— Given request —
Without the pictures, copy all the entries below exactly.

--- --- ---

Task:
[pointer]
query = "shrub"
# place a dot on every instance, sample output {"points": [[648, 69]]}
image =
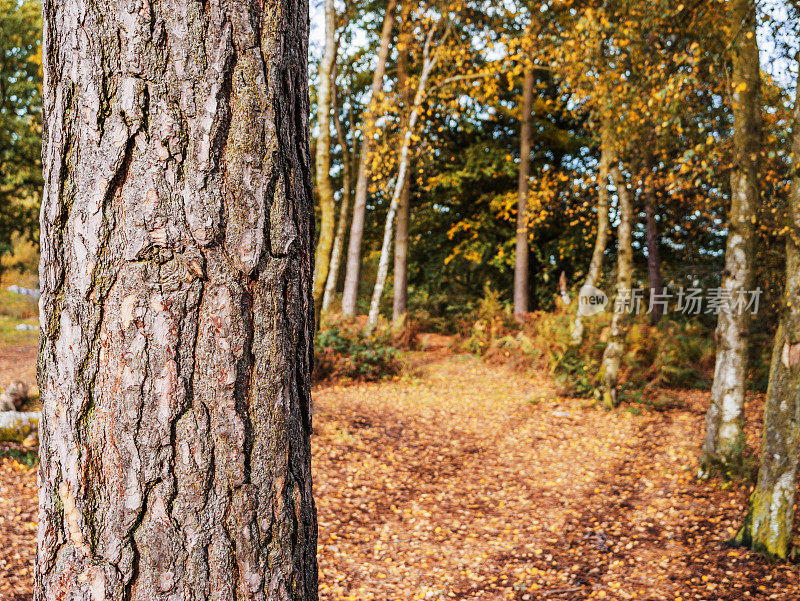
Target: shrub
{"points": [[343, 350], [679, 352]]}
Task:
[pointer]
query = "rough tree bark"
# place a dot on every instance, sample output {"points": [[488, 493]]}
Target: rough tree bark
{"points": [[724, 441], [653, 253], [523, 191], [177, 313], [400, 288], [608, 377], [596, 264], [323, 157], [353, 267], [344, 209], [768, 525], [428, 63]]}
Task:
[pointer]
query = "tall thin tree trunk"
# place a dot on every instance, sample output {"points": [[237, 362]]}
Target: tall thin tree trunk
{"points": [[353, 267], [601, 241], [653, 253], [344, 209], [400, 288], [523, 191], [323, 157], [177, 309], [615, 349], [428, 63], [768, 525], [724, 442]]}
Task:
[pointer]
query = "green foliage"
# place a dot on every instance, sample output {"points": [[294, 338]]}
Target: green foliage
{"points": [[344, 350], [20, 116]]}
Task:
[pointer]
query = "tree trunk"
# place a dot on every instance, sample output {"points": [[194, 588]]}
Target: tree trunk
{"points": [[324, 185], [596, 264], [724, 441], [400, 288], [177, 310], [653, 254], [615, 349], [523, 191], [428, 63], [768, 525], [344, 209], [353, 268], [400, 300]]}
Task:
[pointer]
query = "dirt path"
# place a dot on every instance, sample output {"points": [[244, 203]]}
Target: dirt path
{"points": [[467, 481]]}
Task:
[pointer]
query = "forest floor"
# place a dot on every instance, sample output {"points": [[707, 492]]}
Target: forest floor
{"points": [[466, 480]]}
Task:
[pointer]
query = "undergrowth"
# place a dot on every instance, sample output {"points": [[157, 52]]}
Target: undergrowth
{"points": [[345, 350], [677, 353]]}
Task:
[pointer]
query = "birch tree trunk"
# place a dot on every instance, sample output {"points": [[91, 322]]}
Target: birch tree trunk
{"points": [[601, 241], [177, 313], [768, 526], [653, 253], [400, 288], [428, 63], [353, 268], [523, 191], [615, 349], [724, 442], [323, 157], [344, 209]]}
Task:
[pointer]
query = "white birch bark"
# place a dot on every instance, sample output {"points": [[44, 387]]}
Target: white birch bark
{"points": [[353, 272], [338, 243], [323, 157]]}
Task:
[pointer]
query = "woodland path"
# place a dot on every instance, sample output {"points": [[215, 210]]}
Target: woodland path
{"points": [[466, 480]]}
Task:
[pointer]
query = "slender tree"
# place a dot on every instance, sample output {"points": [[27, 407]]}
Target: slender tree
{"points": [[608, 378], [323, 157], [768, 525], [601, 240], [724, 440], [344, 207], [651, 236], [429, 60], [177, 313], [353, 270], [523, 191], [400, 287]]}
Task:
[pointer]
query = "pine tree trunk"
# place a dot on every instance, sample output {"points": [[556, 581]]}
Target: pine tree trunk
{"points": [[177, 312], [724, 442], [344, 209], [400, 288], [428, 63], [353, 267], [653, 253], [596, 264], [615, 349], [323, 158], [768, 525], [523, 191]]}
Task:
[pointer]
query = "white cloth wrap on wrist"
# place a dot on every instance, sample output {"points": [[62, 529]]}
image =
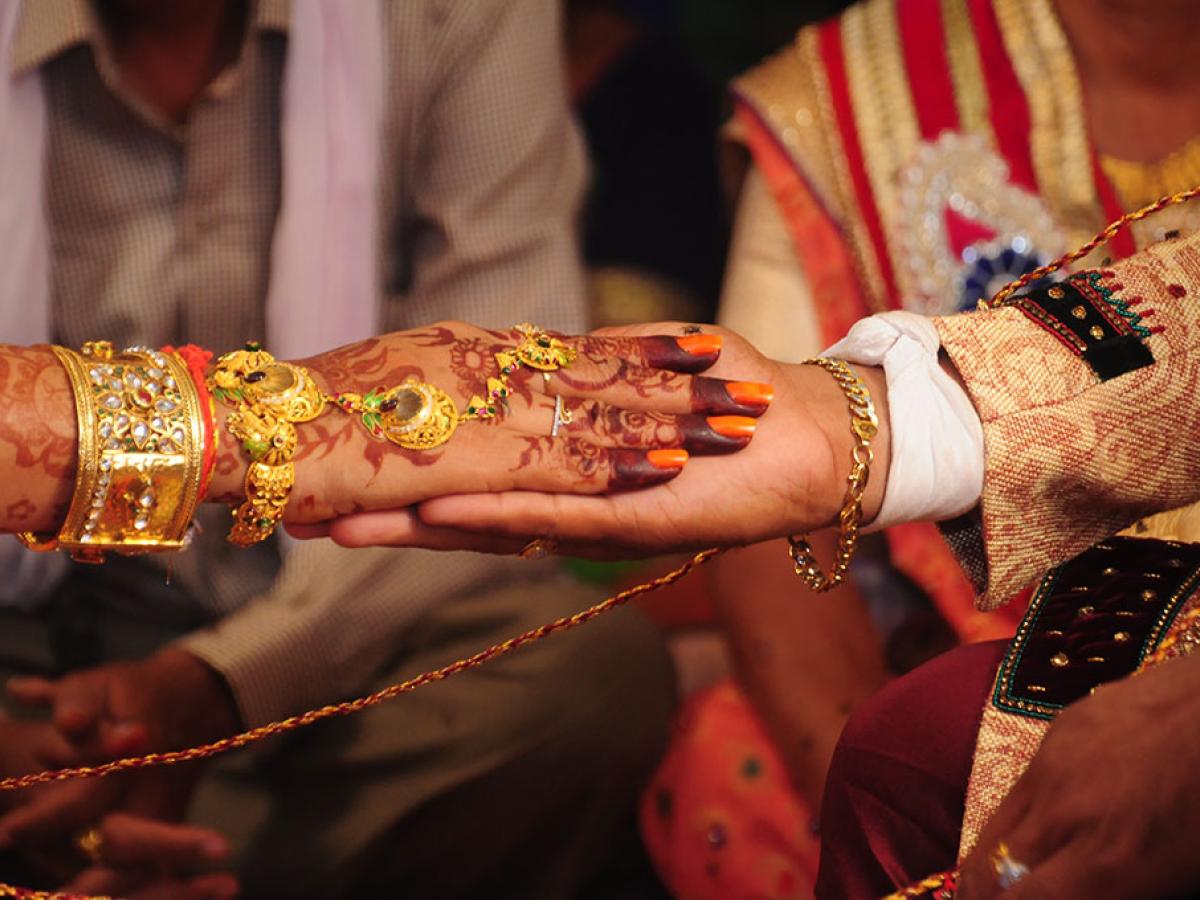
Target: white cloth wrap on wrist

--- --- ---

— Answer to this problem —
Task:
[pointer]
query = "shrub"
# place a dot on every instance, sample output {"points": [[648, 69]]}
image =
Target: shrub
{"points": [[343, 350], [679, 352]]}
Task:
[pointer]
query = "rough tree bark"
# place a dot on every instance, sample output {"points": [[488, 493]]}
Target: rough tree bark
{"points": [[724, 441], [653, 253], [523, 191], [177, 313], [400, 288], [608, 377], [596, 264], [323, 157], [353, 267], [344, 209], [768, 525], [428, 63]]}
Task:
[pointer]
query = "tall thin tree trunk"
# place a dot on every instance, sample output {"points": [[237, 362]]}
Target: tall thin tree trunk
{"points": [[353, 267], [601, 241], [653, 253], [344, 209], [400, 288], [523, 191], [323, 157], [177, 309], [615, 349], [428, 63], [768, 525], [724, 442]]}
Task:
[pointer]
query = "green foliage"
# place a dot on every instance, sample output {"points": [[294, 338]]}
Target: green foliage
{"points": [[344, 350], [20, 116]]}
Task:
[pointer]
query = "tree trunk"
# place a dot on every instance, sample output {"points": [[194, 588]]}
Target: tree trunk
{"points": [[324, 185], [596, 264], [724, 441], [400, 288], [177, 310], [653, 254], [615, 349], [523, 191], [428, 63], [768, 525], [344, 209], [353, 268], [400, 300]]}
Task:
[pointer]
query = "dirt path"
# place a dot on every instance, sample output {"points": [[244, 203]]}
Target: dirt path
{"points": [[467, 481]]}
Task:
[pointer]
query = "forest floor"
# place a dot on every instance, sample output {"points": [[707, 492]]}
Target: forest floor
{"points": [[466, 480]]}
Task:
[pointer]
query = "undergrowth"
# place a dot on every instance, sample output {"points": [[157, 52]]}
Target: undergrowth
{"points": [[345, 350], [677, 353]]}
Task:
[pointer]
query = "birch tree trunk"
# place a dot on every instance, sample output {"points": [[91, 322]]}
Target: birch tree trunk
{"points": [[601, 241], [177, 313], [768, 526], [653, 253], [400, 288], [428, 63], [353, 268], [523, 191], [615, 349], [724, 442], [323, 157], [344, 209]]}
Task:
[pointer]
query = "white birch bark"
# place a dot on every instance, sample output {"points": [[44, 387]]}
Target: white birch bark
{"points": [[353, 272], [338, 243], [323, 157]]}
Task:
[pointer]
query = "woodland path"
# place a dot on every instance, sample output {"points": [[215, 210]]}
Target: woodland path
{"points": [[466, 480]]}
Task:
[pointer]
query = "slender tree"
# place a dot on every instance, sample output {"points": [[27, 407]]}
Target: slender tree
{"points": [[608, 378], [323, 157], [768, 525], [601, 240], [724, 440], [344, 207], [651, 236], [429, 60], [177, 313], [353, 270], [523, 191], [400, 287]]}
Task:
[pointer]
query = "pine tree trunk"
# place a dot on every instance, sample output {"points": [[556, 581]]}
Target: pine tree trunk
{"points": [[177, 312], [724, 442], [344, 209], [400, 288], [428, 63], [353, 267], [653, 253], [596, 264], [615, 349], [323, 158], [768, 525], [523, 191]]}
Task:
[pointer]
query = "white cloth wrap on wrist"
# place a dot on every instance, sample output {"points": [[62, 529]]}
image =
Target: white cloth wrap on wrist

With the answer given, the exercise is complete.